Passage provided START
Tuesday, June 26, 2012

Hunger strike at Georgia (USA) Prison

I remind that the prison system in the USA is particularly oppressive, unjust, racist and above all a form of slavery.


Starving For Change: Hunger Strike Underway In Georgia's Jackson State Prison, Day 15


by BAR manging editor Bruce A. Dixon

18 months ago, black, brown and white Georgia prisoners staged a courageous protest demanding wages for work, educational opportunities, transparency in probation reviews and more. State officials unleashed a wave of exemplary brutality that continues to this day, away from the eyes of the public. It's time to turn our eyes where they belong --- at the crimes committed with our money and in our name, in our prisons and jails. And think about a fast on the outside, July 2, in solidarity with the hunter strikers inside Georgia's prisons.

Starving For Change: Hunger Strike Underway In Georgia's Jackson State Prison, Day 15


by BAR manging editor Bruce A. Dixon

Some of the protesters
Since June 10, according to accounts from prisoners and their families and Rev. Kenneth Glasgow of The Ordinary Peoples Society and the Prodigal Child Project, an undetermined number of prisoners at Georgia's massive Diagnostic and Classification Prison near the city of Jackson have been on a hunger strike.

Back in December 2010, black, brown and white inmates in several Georgia prisons staged a peaceful protest remaining in their dorms and cells rather than go to meals or work assignments. Their reasonable demands included wages for work, speedier and more transparent status reviews, decent food, real medical care, a more sane visitation policy and the availability of educational and vocational programs behind the walls. State corrections officials responded with temporary cutoffs of heat, water and electricity in some buildings, along with an orgy of savage assaults and beatings across multiple institutions statewide. In one instance, corrections officials apparently conspired to conceal the whereabouts and condition of one prisoner who lingered near death in a coma for most of a week while they shuffled him hundreds of miles between prisons and hospitals.
Passage provided END
Data to examine START
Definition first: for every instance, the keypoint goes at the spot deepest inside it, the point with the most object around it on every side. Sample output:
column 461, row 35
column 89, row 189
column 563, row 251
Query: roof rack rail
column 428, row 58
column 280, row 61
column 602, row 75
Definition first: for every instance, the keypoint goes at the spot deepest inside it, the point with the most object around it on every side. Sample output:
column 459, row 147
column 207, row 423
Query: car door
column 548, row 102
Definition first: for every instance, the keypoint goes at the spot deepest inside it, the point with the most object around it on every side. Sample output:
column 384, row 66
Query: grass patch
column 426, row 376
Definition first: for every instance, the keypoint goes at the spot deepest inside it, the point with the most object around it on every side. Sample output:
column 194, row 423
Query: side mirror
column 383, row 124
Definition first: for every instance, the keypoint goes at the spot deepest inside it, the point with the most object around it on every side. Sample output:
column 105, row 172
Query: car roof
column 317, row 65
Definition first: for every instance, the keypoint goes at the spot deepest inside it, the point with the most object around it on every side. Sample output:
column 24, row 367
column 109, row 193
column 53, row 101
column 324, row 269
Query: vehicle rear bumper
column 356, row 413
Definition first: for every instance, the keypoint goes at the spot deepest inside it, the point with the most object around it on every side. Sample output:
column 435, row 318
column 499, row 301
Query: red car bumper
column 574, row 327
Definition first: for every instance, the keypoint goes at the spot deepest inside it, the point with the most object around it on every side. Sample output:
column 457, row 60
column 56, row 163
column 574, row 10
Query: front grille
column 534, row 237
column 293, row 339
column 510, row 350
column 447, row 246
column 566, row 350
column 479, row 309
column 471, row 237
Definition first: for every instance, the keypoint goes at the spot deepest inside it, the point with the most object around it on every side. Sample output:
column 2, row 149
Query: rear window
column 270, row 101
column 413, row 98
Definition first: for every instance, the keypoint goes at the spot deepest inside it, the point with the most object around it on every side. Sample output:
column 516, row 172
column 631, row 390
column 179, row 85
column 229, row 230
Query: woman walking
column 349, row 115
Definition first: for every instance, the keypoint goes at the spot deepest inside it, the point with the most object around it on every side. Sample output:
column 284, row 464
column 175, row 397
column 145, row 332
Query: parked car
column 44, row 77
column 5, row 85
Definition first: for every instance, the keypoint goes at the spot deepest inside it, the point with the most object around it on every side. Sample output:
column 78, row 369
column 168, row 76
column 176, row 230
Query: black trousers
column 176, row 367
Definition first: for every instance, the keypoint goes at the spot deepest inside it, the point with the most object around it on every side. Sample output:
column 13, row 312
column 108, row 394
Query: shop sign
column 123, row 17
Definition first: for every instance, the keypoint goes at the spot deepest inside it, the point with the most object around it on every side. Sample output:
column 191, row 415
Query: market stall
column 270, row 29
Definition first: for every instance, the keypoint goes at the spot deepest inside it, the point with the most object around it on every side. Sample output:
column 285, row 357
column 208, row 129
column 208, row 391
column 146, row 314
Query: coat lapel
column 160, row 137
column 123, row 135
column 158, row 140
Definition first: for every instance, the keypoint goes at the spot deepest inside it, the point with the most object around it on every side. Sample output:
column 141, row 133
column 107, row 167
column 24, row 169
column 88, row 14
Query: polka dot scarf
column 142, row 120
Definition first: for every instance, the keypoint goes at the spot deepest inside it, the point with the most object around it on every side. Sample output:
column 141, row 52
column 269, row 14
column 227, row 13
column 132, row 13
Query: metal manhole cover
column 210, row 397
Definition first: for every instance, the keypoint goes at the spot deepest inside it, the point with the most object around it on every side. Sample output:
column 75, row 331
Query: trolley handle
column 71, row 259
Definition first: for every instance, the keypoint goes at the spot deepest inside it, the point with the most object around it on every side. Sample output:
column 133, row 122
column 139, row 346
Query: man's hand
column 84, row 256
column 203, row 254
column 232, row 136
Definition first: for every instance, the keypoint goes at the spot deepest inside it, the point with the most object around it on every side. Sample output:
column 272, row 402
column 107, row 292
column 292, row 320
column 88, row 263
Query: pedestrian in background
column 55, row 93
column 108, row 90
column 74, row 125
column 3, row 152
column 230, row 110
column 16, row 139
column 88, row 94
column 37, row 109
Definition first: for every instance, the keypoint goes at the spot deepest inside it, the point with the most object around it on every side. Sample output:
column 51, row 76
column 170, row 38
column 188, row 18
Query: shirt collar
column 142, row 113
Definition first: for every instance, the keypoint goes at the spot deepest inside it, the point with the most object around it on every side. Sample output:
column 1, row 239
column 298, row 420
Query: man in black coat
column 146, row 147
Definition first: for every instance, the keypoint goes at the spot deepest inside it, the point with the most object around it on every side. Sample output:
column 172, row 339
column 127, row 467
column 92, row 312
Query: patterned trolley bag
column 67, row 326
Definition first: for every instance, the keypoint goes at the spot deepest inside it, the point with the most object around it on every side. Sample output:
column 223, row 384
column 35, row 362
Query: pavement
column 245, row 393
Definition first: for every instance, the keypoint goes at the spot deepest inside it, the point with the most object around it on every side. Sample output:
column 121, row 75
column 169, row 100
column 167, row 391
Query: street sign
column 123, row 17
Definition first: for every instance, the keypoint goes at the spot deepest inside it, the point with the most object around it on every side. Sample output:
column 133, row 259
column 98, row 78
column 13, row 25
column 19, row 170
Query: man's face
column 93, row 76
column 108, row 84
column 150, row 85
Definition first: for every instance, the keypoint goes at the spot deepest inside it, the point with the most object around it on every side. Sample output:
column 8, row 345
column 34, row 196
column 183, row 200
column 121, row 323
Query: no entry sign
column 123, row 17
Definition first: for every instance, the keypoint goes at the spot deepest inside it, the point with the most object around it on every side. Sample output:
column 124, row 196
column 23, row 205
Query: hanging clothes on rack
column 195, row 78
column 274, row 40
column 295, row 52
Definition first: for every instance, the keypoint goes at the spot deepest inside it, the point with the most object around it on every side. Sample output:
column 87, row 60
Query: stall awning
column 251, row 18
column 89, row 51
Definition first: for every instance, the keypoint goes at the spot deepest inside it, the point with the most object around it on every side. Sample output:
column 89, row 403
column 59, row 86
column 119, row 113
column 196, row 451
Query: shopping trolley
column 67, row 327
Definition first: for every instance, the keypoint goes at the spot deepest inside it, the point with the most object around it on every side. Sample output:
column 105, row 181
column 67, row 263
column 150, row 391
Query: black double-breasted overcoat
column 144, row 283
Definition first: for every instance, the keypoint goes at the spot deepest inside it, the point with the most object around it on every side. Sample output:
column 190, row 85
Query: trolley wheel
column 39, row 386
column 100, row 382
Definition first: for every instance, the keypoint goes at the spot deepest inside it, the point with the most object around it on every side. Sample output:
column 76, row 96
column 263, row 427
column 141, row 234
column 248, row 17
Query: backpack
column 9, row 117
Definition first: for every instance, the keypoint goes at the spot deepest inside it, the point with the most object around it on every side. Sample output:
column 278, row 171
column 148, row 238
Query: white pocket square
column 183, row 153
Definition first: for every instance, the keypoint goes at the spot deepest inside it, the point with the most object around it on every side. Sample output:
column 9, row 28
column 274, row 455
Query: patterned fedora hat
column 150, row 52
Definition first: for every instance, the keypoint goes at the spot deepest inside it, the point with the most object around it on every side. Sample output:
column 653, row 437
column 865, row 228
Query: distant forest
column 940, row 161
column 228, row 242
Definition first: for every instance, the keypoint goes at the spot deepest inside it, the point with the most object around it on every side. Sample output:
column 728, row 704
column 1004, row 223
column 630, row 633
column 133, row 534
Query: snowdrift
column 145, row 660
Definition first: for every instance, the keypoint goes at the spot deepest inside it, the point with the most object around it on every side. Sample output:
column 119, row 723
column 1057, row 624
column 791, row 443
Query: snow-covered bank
Data to examine END
Prompt 1:
Can you rewrite the stretch from "18 months ago, black, brown" through "inside Georgia's prisons." in the article on the Georgia hunger strike, swapping "courageous" for "bold"?
Prompt 2:
Does the article on the Georgia hunger strike support each of these statements? Answer yes or no for each and quote the words that decide it.
(a) The hunger strike at the prison near Jackson has been going on since June 10.
(b) In December 2010 the inmates stayed in their dorms and cells instead of going to meals or work assignments.
(c) State corrections officials cut off heat, water and electricity permanently.
The listing was drawn from a different source than the article on the Georgia hunger strike.

Your response 1:
18 months ago, black, brown and white Georgia prisoners staged a bold protest demanding wages for work, educational opportunities, transparency in probation reviews and more. State officials unleashed a wave of exemplary brutality that continues to this day, away from the eyes of the public. It's time to turn our eyes where they belong --- at the crimes committed with our money and in our name, in our prisons and jails. And think about a fast on the outside, July 2, in solidarity with the hunter strikers inside Georgia's prisons.

Your response 2:
(a) Yes: "Since June 10, according to accounts from prisoners and their families and Rev. Kenneth Glasgow of The Ordinary Peoples Society and the Prodigal Child Project, an undetermined number of prisoners at Georgia's massive Diagnostic and Classification Prison near the city of Jackson have been on a hunger strike."
(b) Yes: "staged a peaceful protest remaining in their dorms and cells rather than go to meals or work assignments"
(c) No: "State corrections officials responded with temporary cutoffs of heat, water and electricity in some buildings"